Texte:

++++

Sous la conduite des vieux professeurs Sun Wei et Ju Zhenping, l’on s’entretient le temps d’une soirée d’un sujet. Le mois dernier, les plaines du centre de la Chine, entre le Huáng Hé et le Chángjiāng, berceau d’une civilisation cinq fois millénaire. Parfois l’on s’évade vers des horizons lointains, la découverte du Désert du Taklamakan ou de la vallée aux neufs villages fortifiés (Jiuzhaigou). L’on commente aussi des sujets scientifiques comme cette idée que l’univers serait relié à un autre univers répondant à des lois physiques méconnus.
Dans l’assistance, à parts égales, femmes et hommes. Plutôt d’âge mûr. Dans les rangs, des étudiants et une poignée d’étrangers.
Parler de la France
Ce soir là, à la demande du Professeur Sun Wei, je m’étais offert à parler de la France.
J’avais préparé un exposé académique. Une cascade de tableaux ; des cartes assaillies de couleurs ; une chronologie chevauchant les siècles.
Bientôt les regards se portent sur moi. Je prends place sur l’estrade, les mains encombrées de documents. Je cherche un repère. Alors que des sourires m’encouragent à parler, une sorte de paralysie me surprend. Aucun mot ne glisse de mes lèvres.
Je reprends mon souffle, toujours rien.
Je force mon énergie, le vide.
Qu’ai-je à dire de la France ? Comment saurais-je la dépeindre ? Ai-je seulement le jugement pertinent ? Déjà je crains les poncifs, le convenu.
De guerre lasse, je pose mes mains sur le pupitre. Je glisse alors hâtivement sous le projecteur une image.
Sur un pan de mur, apparaît doucement une jeune femme. Les yeux pétillants de joie, joues et lèvres enlacés, le tout porté par un sourire radieux.
Ce sourire, Aurélie Châtelain, originaire de Caudry dans le nord de la France.
Aò hēi lì (奥黑莉), ai-je aussitôt repris en chinois.
Puisse-t-elle par leur seule force de son visage évoquer la France !
Dans la salle, les regards convergent sur elle.
Beaucoup cherchent, scrutent. Certains plissent des yeux.
D’abord un silence recueilli. Bientôt des murmures.
Un jeune homme s’avance.
- J’ai vécu deux années en France, commente Li Yazhe, le jour de mon départ, je voulais garder en mémoire une image de ce pays que j’ai aimé, que j‘aime toujours. Je ne savais que choisir, entre Versailles et Fontainebleau ; Napoléon et Louis XIV ; des vignobles du bordelais à la Montagne Saint Victoire. Aucune image ne s’imposait. Le départ s’annonçant, j’ai posé ma tête dans mes mains. Je me donnais une minute, pas une de plus. Lorsque je la relevais, j’étais toujours dans le brouillard. Comme je balayais du regard la salle d’attente, mes yeux s’arrêtèrent sur un écran de télévision. Je vois alors une femme resplendissant de vie. Jeune et souriante, tel un soleil. Tel un message. « Ne l’oublie pas ce pays, mon ami ! » ai-je cru entendre.

++++

Données fournies:
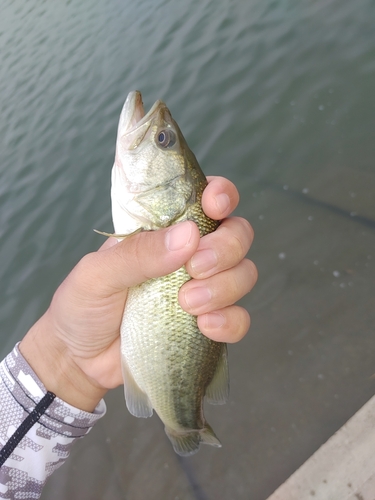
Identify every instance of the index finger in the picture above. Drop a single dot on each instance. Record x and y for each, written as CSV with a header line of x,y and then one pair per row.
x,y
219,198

++++

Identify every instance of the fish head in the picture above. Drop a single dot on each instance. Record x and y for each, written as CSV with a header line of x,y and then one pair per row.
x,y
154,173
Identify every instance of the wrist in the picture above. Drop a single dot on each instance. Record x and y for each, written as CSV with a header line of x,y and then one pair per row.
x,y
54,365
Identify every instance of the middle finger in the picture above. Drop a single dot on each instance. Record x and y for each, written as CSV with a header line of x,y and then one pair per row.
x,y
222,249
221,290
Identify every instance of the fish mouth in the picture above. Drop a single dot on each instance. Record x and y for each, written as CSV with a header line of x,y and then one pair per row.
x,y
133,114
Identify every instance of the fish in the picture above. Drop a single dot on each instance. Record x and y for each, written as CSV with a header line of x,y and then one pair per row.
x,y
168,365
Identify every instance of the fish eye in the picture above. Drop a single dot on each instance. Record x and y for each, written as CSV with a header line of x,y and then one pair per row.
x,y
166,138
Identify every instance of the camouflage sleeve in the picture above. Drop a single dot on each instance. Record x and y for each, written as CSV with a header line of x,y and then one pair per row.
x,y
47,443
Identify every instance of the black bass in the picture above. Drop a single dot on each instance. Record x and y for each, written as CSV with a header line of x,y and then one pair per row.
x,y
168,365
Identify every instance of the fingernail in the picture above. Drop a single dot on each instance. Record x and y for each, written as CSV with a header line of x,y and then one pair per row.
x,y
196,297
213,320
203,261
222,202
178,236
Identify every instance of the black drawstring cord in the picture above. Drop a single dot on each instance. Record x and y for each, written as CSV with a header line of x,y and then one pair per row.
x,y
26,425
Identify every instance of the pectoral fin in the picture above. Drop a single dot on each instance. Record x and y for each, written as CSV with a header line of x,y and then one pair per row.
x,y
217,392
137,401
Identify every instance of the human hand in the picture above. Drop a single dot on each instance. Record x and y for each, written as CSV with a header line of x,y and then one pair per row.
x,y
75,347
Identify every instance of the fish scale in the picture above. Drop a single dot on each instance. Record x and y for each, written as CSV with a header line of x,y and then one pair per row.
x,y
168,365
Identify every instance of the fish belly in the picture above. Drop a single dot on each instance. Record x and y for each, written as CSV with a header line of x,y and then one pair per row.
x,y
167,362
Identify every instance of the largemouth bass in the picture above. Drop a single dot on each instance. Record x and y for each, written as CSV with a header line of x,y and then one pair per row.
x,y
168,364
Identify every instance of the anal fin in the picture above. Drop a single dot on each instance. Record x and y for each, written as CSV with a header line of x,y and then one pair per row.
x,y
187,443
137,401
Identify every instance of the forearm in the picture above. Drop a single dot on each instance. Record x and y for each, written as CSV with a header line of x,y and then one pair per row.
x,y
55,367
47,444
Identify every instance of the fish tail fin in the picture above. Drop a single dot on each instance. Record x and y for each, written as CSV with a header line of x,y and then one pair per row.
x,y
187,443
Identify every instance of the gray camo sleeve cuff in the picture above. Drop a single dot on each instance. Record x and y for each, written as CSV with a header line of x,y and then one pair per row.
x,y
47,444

++++

Défi A:
Réécrivez plus brièvement le paragraphe du texte qui commence par « Bientôt les regards se portent sur moi », en conservant ses faits principaux.
Défi B:
Recopiez fidèlement le passage du texte allant de « Bientôt les regards » à « de mes lèvres. ».
Les données proviennent d'une autre source.

Réponse A:
Tous les regards se tournent vers moi. Je monte sur l'estrade, les mains pleines de documents, et cherche un repère. Malgré les sourires qui m'encouragent, une paralysie me saisit et aucun mot ne sort de ma bouche.

Réponse B:
Bientôt les regards se portent sur moi. Je prends place sur l’estrade, les mains encombrées de documents. Je cherche un repère. Alors que des sourires m’encouragent à parler, une sorte de paralysie me surprend. Aucun mot ne glisse de mes lèvres.